***** Records shown *****
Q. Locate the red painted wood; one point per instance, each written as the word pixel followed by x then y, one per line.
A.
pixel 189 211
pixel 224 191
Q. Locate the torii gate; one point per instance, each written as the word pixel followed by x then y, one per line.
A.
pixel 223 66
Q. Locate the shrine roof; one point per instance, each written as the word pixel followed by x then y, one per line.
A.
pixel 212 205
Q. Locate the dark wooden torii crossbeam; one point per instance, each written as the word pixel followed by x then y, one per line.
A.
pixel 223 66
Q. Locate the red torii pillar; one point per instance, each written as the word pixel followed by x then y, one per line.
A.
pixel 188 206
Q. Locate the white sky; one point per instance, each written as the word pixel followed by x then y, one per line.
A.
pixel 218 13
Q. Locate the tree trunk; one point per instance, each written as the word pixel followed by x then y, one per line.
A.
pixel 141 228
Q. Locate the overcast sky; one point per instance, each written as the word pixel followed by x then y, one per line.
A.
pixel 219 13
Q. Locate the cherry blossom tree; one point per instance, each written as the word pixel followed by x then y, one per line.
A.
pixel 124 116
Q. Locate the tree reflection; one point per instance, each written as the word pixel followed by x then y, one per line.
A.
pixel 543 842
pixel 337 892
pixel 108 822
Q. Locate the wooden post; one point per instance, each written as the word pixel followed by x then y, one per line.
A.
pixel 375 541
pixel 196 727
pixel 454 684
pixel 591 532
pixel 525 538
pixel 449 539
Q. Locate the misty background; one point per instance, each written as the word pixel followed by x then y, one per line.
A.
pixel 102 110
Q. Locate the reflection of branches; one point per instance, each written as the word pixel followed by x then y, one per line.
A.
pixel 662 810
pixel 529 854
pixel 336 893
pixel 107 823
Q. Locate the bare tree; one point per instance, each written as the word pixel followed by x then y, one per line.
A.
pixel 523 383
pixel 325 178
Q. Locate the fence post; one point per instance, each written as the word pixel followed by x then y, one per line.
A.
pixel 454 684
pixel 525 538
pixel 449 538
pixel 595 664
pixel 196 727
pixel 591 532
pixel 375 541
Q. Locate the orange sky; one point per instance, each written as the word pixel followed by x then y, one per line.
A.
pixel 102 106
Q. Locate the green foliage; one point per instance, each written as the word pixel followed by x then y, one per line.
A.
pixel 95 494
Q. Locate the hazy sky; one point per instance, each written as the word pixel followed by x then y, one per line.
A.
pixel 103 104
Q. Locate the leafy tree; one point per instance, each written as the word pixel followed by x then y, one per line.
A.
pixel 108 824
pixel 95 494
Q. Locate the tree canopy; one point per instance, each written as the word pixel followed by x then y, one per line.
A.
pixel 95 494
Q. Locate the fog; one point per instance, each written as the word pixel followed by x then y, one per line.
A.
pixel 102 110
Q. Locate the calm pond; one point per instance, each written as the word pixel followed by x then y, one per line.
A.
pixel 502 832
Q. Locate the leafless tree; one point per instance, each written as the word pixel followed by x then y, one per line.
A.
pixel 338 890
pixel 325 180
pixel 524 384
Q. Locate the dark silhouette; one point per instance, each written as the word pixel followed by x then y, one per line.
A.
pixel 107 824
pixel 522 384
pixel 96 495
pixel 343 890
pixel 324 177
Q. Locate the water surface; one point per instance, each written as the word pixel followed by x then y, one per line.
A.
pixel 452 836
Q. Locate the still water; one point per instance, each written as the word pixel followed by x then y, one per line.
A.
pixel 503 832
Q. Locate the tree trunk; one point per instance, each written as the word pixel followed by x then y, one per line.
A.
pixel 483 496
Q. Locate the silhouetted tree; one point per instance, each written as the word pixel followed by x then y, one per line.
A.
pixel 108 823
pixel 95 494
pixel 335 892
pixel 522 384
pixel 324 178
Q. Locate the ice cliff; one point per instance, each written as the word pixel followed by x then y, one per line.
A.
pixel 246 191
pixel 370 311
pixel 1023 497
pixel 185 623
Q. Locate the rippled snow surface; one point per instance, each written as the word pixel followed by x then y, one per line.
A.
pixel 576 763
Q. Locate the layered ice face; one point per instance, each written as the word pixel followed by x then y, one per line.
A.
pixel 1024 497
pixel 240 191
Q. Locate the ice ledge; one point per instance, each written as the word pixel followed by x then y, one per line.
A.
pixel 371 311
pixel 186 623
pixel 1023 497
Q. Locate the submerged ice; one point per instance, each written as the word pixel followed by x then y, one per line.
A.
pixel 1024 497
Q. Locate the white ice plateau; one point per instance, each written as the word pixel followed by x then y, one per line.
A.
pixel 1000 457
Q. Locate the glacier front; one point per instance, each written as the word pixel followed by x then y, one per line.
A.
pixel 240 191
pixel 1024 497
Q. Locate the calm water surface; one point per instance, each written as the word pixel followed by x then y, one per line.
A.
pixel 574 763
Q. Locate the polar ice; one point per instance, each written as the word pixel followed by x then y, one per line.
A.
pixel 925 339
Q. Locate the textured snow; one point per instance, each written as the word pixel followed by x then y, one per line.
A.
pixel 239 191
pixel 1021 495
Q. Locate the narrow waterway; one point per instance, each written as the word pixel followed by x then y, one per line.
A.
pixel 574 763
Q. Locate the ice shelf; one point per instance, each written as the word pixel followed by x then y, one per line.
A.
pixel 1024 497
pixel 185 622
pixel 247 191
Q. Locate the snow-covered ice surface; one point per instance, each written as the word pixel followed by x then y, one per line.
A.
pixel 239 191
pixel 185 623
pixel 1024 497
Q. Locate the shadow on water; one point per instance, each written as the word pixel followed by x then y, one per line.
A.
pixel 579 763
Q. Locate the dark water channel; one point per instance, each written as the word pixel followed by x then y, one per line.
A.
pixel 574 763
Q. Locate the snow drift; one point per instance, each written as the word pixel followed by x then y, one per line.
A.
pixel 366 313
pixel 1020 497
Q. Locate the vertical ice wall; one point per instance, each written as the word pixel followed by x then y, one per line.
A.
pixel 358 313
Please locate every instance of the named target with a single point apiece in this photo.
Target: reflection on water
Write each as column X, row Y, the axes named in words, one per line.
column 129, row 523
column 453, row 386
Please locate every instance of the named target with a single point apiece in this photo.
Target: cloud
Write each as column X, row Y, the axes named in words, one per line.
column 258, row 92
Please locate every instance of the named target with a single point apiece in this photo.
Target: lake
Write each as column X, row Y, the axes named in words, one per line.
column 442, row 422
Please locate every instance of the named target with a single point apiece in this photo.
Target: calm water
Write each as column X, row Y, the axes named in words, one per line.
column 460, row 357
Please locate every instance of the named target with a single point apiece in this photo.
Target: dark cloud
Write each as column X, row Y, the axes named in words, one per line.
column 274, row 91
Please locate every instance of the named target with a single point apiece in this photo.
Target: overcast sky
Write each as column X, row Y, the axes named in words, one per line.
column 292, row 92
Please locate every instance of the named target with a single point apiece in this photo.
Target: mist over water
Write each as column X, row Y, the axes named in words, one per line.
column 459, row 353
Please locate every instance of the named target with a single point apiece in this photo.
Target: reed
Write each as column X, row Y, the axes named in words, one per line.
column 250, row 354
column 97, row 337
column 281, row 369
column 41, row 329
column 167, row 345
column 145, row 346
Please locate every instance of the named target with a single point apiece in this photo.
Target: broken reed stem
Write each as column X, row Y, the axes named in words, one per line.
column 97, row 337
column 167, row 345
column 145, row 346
*****
What needs to be done:
Swap "instance" for "occurrence" everywhere in the lines above, and write the lines out again with nothing else altered.

Response below:
Q. Locate the red painted wood; one point per occurrence, each written as the word pixel followed by x then y, one per line.
A.
pixel 189 211
pixel 224 191
Q. Locate the torii gate; one point per occurrence, each written as the word pixel followed by x then y, one per line.
A.
pixel 223 66
Q. Locate the shrine roof; one point per occurrence, each written as the word pixel followed by x then y, one per line.
A.
pixel 212 205
Q. Locate the dark wooden torii crossbeam; one point per occurrence, each written as the word pixel followed by x then y, one per line.
A.
pixel 223 66
Q. Locate the red torii pillar; one point per occurrence, each written as the word pixel followed by x then y, one per line.
A.
pixel 188 206
Q. Locate the white sky; one point per occurrence, each written as the word pixel followed by x then y, one per line.
A.
pixel 218 13
Q. Locate the tree trunk; one point per occurrence, each written as the word pixel followed by x then y, one per line.
A.
pixel 141 228
Q. Locate the overcast sky; one point per occurrence, each written as the word pixel followed by x then y, one per line.
A.
pixel 219 13
Q. Locate the cherry blossom tree; one point per occurrence, each written as the word pixel followed by x then y, one per line.
A.
pixel 124 116
Q. Locate the tree reflection; one point per occurrence, each written as the word pixel followed by x then y, one per line.
A.
pixel 543 842
pixel 337 892
pixel 108 822
Q. Locate the wooden post; one point per occurrence, each written as the word pixel followed by x then y, one per line.
A.
pixel 375 541
pixel 196 727
pixel 454 684
pixel 591 532
pixel 525 538
pixel 449 539
Q. Locate the misty background; one point per occurrence, each written as the word pixel followed by x then y, one per line.
A.
pixel 102 110
Q. Locate the reflection of branches; one point per occurrence, each written as the word pixel followed by x then y, one per line.
A.
pixel 662 810
pixel 529 854
pixel 336 893
pixel 107 823
Q. Locate the bare tree; one point per occurrence, each written as the word pixel followed by x then y, one per line.
A.
pixel 523 383
pixel 325 178
Q. Locate the fence post; one point per occurrence, each written as the word pixel followed by x then y, one per line.
A.
pixel 454 684
pixel 525 538
pixel 449 538
pixel 595 664
pixel 196 727
pixel 591 532
pixel 375 541
Q. Locate the orange sky; one point per occurrence, each written as the word pixel followed by x then y, one per line.
A.
pixel 102 106
Q. Locate the green foliage; one point per occurrence, each written as the word pixel followed by x then y, one per line.
A.
pixel 95 494
Q. Locate the hazy sky; one point per occurrence, each written as the word pixel followed by x then y, one per line.
A.
pixel 103 104
Q. Locate the leafy tree; one point per occurrence, each written as the word pixel followed by x then y, one per line.
A.
pixel 108 824
pixel 95 494
Q. Locate the tree canopy; one point per occurrence, each written as the word pixel followed by x then y, one per line.
A.
pixel 95 494
Q. Locate the fog; one point per occurrence, each written as the word pixel followed by x then y, one per line.
A.
pixel 102 110
Q. Locate the calm pond; one point per occurrence, each written as the word pixel followed by x then y, one per line.
A.
pixel 502 832
Q. Locate the leafless tree; one point per occurrence, each written as the word pixel followed by x then y, one per line.
A.
pixel 338 890
pixel 325 180
pixel 524 384
Q. Locate the dark silhouette; one point per occurrence, each written as the word pixel followed by x then y, one per line.
A.
pixel 107 824
pixel 522 384
pixel 96 495
pixel 343 890
pixel 324 177
Q. Locate the water surface; one point per occurrence, each written as the word pixel followed by x then y, one per line.
A.
pixel 452 836
Q. Locate the still water; one point per occurrence, each written as the word pixel followed by x then y, one per line.
A.
pixel 503 832
Q. Locate the tree trunk; one point per occurrence, each written as the word pixel followed by x then y, one per line.
A.
pixel 483 496
Q. Locate the silhouetted tree; one point per occurrence, each written as the word pixel followed by x then y, one per line.
A.
pixel 108 823
pixel 95 494
pixel 335 892
pixel 522 384
pixel 324 178
Q. Locate the ice cliff; one point per occurrence, each written as the word pixel followed by x then y, one per line.
A.
pixel 246 191
pixel 370 311
pixel 1023 497
pixel 185 623
Q. Locate the rippled snow surface; one point per occurrence, each written as the word pixel followed by x then y, one per line.
A.
pixel 576 763
Q. Locate the layered ice face; one point per occurrence, each written as the word pixel followed by x then y, one per line.
A.
pixel 1024 497
pixel 240 191
Q. Locate the ice ledge; one point per occurrence, each written as the word pixel followed by x then y, one per line.
A.
pixel 371 311
pixel 186 623
pixel 1023 497
Q. Locate the submerged ice; one point per occurrence, each written as the word pixel followed by x then y, one per line.
A.
pixel 1024 497
Q. Locate the white ice plateau; one point per occurrence, each written as the word pixel followed by x then y, one per line.
A.
pixel 1000 457
Q. Locate the glacier front; one point per occurrence, each written as the word pixel followed by x then y, one per line.
A.
pixel 240 191
pixel 1024 497
Q. Locate the calm water surface; one point per occurrence, each written as the word pixel followed by x then y, one per line.
A.
pixel 574 763
Q. Locate the polar ice; one point per occurrence, each written as the word pixel followed by x then y, one per line.
A.
pixel 925 339
Q. Locate the textured snow; one point per occurrence, each written as the word pixel followed by x then y, one per line.
A.
pixel 239 191
pixel 1021 495
Q. Locate the narrow waterway; one point per occurrence, each written as the word pixel followed by x then y, one per line.
A.
pixel 574 763
Q. Locate the ice shelf; one point per occurrence, each written as the word pixel followed by x then y, one per line.
A.
pixel 1024 497
pixel 185 622
pixel 247 191
Q. Locate the snow-covered ice surface; one point per occurrence, each written as the word pixel followed by x then y, one per line.
A.
pixel 239 191
pixel 185 623
pixel 1024 497
Q. Locate the shadow on water; one point per occurrence, each written as the word pixel followed by x then y, one per line.
A.
pixel 579 763
Q. Locate the dark water channel; one point per occurrence, each written as the word pixel followed by x then y, one per line.
A.
pixel 574 763
Q. Locate the snow drift; one point per occurrence, each written as the word pixel followed by x then y, one per line.
A.
pixel 366 313
pixel 1020 497
Q. Locate the vertical ice wall; one point per occurrence, each written as the word pixel followed by x then y, one per line.
A.
pixel 358 313
Please locate every occurrence of the named target with a single point apiece in this photo.
Target: reflection on water
Write each as column X, row Y, the axes named in words, one per line.
column 129, row 523
column 453, row 386
Please locate every occurrence of the named target with a single point apiece in this photo.
Target: cloud
Write each as column X, row Y, the axes named in words, one per line.
column 258, row 92
Please locate every occurrence of the named target with a single point apiece in this photo.
Target: lake
Write each as column X, row Y, the axes named in words, one per line.
column 442, row 422
Please locate every occurrence of the named target with a single point apiece in this photo.
Target: calm water
Write each as column X, row Y, the axes named in words, one per line.
column 460, row 357
Please locate every occurrence of the named target with a single point apiece in this photo.
Target: dark cloud
Write each as column X, row Y, the axes named in words, one per line.
column 274, row 91
Please locate every occurrence of the named target with a single point apiece in this photo.
Target: overcast sky
Write each as column X, row Y, the axes named in words, one per line.
column 292, row 92
Please locate every occurrence of the named target with a single point apiece in this photo.
Target: mist over water
Write each as column X, row Y, the axes named in words, one per line.
column 459, row 353
Please locate every occurrence of the named target with a single point apiece in this photo.
Target: reed
Write each as column X, row Y, the axes named in words, one per line.
column 250, row 354
column 97, row 337
column 281, row 369
column 41, row 329
column 167, row 345
column 145, row 346
Please locate every occurrence of the named target with a single point apiece in this photo.
Target: broken reed stem
Write each as column X, row Y, the axes named in words, one per line.
column 97, row 337
column 167, row 345
column 145, row 346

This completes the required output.